What to do: State how many lines in the rows below contain the word "tree", and reply with that number alone.

Stored records:

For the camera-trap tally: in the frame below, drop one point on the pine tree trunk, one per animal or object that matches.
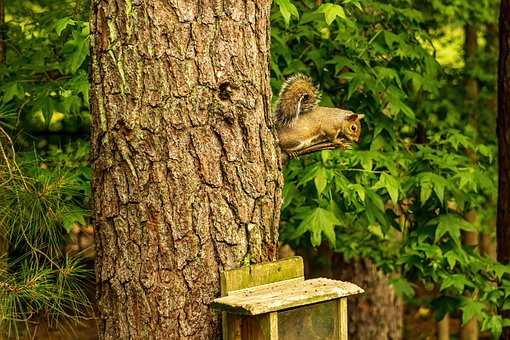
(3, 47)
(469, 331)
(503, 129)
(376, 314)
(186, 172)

* * *

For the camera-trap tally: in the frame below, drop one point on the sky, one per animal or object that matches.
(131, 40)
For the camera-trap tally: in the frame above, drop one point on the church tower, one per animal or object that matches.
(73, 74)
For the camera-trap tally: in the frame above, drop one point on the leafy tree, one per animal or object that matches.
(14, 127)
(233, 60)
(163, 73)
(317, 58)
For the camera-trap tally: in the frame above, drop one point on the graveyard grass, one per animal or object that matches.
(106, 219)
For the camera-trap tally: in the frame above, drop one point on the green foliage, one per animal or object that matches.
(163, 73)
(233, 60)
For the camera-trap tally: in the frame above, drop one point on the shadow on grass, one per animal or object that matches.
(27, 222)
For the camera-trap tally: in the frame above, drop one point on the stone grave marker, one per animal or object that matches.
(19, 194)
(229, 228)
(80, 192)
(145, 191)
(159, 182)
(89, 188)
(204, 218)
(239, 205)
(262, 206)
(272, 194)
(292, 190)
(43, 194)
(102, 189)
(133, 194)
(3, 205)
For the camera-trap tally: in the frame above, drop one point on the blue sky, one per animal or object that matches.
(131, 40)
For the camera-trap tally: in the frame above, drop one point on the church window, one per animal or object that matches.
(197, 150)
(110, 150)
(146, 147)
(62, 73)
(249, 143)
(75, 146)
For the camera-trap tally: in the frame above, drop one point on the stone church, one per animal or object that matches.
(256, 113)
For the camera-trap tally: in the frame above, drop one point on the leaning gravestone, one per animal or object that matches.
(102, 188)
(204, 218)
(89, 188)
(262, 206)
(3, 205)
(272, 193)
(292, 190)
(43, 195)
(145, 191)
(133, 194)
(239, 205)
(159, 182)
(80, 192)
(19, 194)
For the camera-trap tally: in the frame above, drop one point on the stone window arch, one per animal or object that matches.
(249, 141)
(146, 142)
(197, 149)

Reply: 2